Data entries
----

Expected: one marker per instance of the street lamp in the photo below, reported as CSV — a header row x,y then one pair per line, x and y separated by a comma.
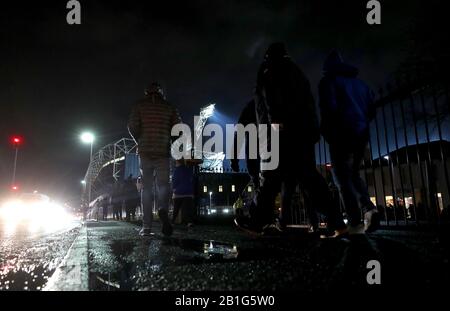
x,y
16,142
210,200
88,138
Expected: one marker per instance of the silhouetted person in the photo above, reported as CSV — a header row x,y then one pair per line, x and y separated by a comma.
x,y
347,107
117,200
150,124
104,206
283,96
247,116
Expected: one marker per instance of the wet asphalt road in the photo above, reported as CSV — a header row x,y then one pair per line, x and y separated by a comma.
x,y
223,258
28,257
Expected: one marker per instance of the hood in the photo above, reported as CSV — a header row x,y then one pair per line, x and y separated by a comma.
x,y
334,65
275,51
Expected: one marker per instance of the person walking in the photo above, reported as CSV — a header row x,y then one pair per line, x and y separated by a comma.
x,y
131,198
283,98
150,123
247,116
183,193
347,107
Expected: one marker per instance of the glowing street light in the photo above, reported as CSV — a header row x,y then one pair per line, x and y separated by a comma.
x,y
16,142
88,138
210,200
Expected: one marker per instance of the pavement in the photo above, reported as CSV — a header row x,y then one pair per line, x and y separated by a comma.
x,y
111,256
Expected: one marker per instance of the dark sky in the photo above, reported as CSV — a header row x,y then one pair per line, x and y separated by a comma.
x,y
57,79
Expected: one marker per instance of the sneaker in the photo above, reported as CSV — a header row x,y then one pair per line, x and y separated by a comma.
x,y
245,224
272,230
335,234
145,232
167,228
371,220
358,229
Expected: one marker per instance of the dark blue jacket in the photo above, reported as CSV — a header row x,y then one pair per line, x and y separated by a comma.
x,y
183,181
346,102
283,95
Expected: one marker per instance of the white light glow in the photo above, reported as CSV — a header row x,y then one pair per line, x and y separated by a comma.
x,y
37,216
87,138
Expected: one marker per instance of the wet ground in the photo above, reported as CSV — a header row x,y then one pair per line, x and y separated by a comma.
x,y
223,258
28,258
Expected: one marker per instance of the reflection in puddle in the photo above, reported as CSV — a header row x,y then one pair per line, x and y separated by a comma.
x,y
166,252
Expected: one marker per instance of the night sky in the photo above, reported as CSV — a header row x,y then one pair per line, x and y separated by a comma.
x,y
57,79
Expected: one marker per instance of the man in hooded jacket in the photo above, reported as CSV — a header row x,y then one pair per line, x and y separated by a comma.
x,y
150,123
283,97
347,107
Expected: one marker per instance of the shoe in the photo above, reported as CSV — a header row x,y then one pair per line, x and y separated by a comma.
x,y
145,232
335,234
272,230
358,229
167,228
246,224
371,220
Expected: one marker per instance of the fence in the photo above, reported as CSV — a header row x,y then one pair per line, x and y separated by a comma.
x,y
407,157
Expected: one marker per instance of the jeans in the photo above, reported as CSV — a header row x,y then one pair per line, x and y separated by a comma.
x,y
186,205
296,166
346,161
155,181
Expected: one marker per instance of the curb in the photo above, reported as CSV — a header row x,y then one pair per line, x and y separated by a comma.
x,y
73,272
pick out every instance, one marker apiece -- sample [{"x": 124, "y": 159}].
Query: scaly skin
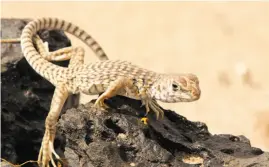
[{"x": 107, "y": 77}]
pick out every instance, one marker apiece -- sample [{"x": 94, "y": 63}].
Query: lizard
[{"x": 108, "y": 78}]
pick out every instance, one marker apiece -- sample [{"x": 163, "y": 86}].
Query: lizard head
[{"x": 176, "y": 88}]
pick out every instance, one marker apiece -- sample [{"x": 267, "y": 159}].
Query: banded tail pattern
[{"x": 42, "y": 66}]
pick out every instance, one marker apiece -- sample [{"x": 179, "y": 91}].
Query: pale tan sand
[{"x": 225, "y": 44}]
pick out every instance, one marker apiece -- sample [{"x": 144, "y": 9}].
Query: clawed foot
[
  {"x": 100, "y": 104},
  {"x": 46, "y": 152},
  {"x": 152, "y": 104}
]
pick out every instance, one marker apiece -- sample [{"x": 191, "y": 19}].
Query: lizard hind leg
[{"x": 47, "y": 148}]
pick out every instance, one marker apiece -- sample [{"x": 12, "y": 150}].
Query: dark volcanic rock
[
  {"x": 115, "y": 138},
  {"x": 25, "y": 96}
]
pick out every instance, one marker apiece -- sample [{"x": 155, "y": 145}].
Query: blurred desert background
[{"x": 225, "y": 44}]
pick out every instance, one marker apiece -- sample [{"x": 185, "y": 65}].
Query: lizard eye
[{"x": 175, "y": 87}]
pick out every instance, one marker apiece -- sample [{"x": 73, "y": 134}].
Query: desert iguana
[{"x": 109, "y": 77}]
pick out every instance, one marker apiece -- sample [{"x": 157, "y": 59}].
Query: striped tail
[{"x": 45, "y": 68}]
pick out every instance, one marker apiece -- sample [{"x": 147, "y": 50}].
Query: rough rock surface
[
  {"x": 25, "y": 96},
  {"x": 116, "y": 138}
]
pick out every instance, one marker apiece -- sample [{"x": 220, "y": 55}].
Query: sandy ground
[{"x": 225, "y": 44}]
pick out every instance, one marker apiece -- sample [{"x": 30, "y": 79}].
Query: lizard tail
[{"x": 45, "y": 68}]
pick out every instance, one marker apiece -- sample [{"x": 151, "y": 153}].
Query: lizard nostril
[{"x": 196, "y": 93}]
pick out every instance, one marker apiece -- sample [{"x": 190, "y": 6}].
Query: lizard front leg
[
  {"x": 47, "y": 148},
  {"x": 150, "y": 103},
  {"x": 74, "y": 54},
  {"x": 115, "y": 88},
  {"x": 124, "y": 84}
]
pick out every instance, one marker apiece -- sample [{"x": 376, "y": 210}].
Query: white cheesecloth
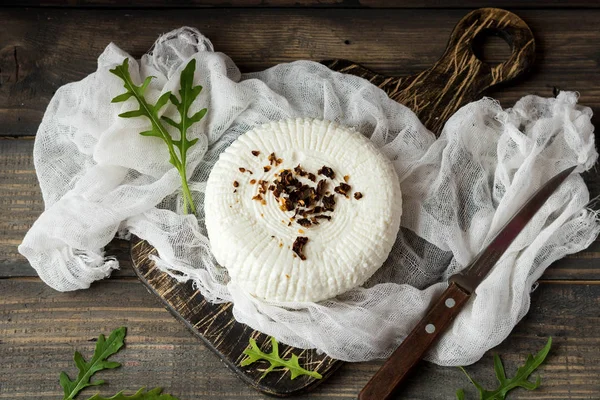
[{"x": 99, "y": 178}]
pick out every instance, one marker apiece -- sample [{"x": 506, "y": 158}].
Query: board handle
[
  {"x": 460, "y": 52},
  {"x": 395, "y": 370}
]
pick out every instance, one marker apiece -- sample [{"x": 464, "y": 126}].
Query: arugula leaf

----

__Exercise description__: Be exact. Write out all the entries and omit the pictures.

__Output of the exercise__:
Expected: one marker per instance of the street lamp in the photo below, reported as CSV — a header row x,y then one pair per line, x and y separated by a comma.
x,y
16,142
210,200
88,138
Expected: one marker per instance of the silhouetted person in the photo above, reported as CSV — a header row x,y then one pair per line, x and y separated by a comma.
x,y
347,107
117,200
150,124
104,206
283,96
247,116
Expected: one marker per instance of the wet asphalt road in the photo above, reported as CSV — a header row x,y then one pair per line, x and y separated by a comma.
x,y
223,258
28,257
Expected: one marker per instance of the hood in the photo above, reported as CSV — a header row x,y then one pair per line, x and y separated by a comma.
x,y
334,65
275,51
Expected: one marker per instance of the person walking in the photo above, reported as CSV — a header row x,y then one pair per line, x and y separated by a comma.
x,y
131,198
283,98
150,123
247,116
183,193
347,107
Expected: one marker per instance of the glowing street light in the photo above, reported as CSV — a header row x,y then one pair per line, x and y separated by a comma.
x,y
16,142
88,138
210,200
Expected: one marker per instance of the pavement in the photo above, reported as CSV — a header row x,y then one pair per line, x and y separated by a comma.
x,y
111,256
Expected: one marker per instance of the dark sky in the photo above, reported as CSV — a header row x,y then one pair per line, x and y separated by a comma.
x,y
57,79
Expected: one marker per instance of the sneaker in the photo above, reported as CSV — a header row x,y then one pair per line, x and y separated by a comma.
x,y
245,224
272,230
335,234
145,232
167,228
371,220
358,229
Expected: one marker per instance of the dark blue jacket in the photo above, reported as CSV — a header row x,y then one pair per line, x and y separated by a comma.
x,y
183,181
346,102
283,95
Expected: one marker per instance of the white light glow in the photo above, reported as CSV — a header row x,y then one pair per line, x and y separated by a comma.
x,y
37,216
87,138
Expected: one marker per instance of the wet ground in the photo above, reported as CSV — a header row x,y then one pair per line, x and y separated by a comma.
x,y
223,258
28,258
Expected: one marker per instance of the reflection in puddle in the photo above, reported as CSV — a header row x,y then one pair per line, x and y separated by a comma.
x,y
166,252
Expected: one marker per instance of the night sky in the photo above, reported as CSV — a header row x,y then one pair per line, x and y separated by a comma.
x,y
57,79
Expected: one marker per instance of the man in hooded jacket in the photo above, reported as CSV — a header row x,y then one pair per line, x and y separated by a comma.
x,y
150,123
283,97
347,107
Expected: one marker per instance of the shoe in the photo above, reported as CSV — a header row x,y then one pair per line, x and y separated by a comma.
x,y
145,232
335,234
272,230
358,229
167,228
246,224
371,220
Expected: one marker per instance of the fence in the photo above, reported as CSV — a header row x,y then one pair per line, x and y separated by a comma.
x,y
407,157
Expected: one marker per instance of the jeans in the photo above, reported as CSV — a header row x,y then one pair per line, x and y separated by a comma.
x,y
186,205
296,166
346,161
155,181
Expected: one marker per instance of the curb in the photo above, reported as CSV — a header row x,y then one pair per line, x and y separated by a comma.
x,y
73,272
pick out every instance, one marker apiece -- sample [{"x": 124, "y": 159}].
Query: scaly skin
[{"x": 107, "y": 77}]
pick out every instance, one marker apiece -- sample [{"x": 94, "y": 63}].
Query: lizard
[{"x": 108, "y": 78}]
pick out every instance, one marker apiece -- sample [{"x": 163, "y": 86}].
Query: lizard head
[{"x": 176, "y": 88}]
pick out every instance, one marker apiece -- sample [{"x": 267, "y": 159}].
Query: banded tail pattern
[{"x": 42, "y": 66}]
pick out every instance, one marker apiece -- sample [{"x": 179, "y": 91}].
Query: pale tan sand
[{"x": 225, "y": 44}]
pick out every instance, one marker apiece -- sample [{"x": 144, "y": 9}].
Query: clawed foot
[
  {"x": 100, "y": 104},
  {"x": 46, "y": 152},
  {"x": 152, "y": 104}
]
pick out every instance, one marker apiece -- sample [{"x": 191, "y": 19}].
Query: lizard hind leg
[{"x": 47, "y": 148}]
pick out every instance, one marker apiece -- sample [{"x": 12, "y": 150}].
Query: dark volcanic rock
[
  {"x": 115, "y": 138},
  {"x": 25, "y": 96}
]
pick out every instance, one marker apiece -- sample [{"x": 155, "y": 145}].
Query: blurred desert background
[{"x": 225, "y": 44}]
pick out every instance, one marker apiece -- sample [{"x": 185, "y": 65}].
Query: lizard eye
[{"x": 175, "y": 87}]
pick out every instance, one marker apiece -- sample [{"x": 73, "y": 134}].
Query: desert iguana
[{"x": 109, "y": 77}]
pick out every instance, one marker apiece -- sample [{"x": 157, "y": 59}].
Query: striped tail
[{"x": 45, "y": 68}]
pick out every instance, one marker apiece -- sample [{"x": 147, "y": 50}].
Query: rough rock surface
[
  {"x": 25, "y": 96},
  {"x": 116, "y": 138}
]
pick out every instance, one marker apiece -- sample [{"x": 220, "y": 55}].
Query: sandy ground
[{"x": 225, "y": 44}]
pick out every instance, one marker apiece -- sample [{"x": 30, "y": 79}].
Query: lizard tail
[{"x": 45, "y": 68}]
pick out every instance, one marker apiece -- sample [{"x": 151, "y": 153}].
Query: lizard nostril
[{"x": 196, "y": 93}]
pick out every instance, one marker apiece -- sample [{"x": 190, "y": 6}].
Query: lizard front leg
[
  {"x": 47, "y": 148},
  {"x": 150, "y": 103},
  {"x": 74, "y": 54},
  {"x": 115, "y": 88},
  {"x": 124, "y": 84}
]
pick out every instance, one marker apiece -- sample [{"x": 376, "y": 210}].
Query: white cheesecloth
[{"x": 99, "y": 178}]
pick out every instance, one marker apiece -- sample [{"x": 506, "y": 158}].
Query: board handle
[
  {"x": 460, "y": 52},
  {"x": 395, "y": 370}
]
pick out every instance, one marker apiece -- sample [{"x": 464, "y": 126}].
Query: arugula leaf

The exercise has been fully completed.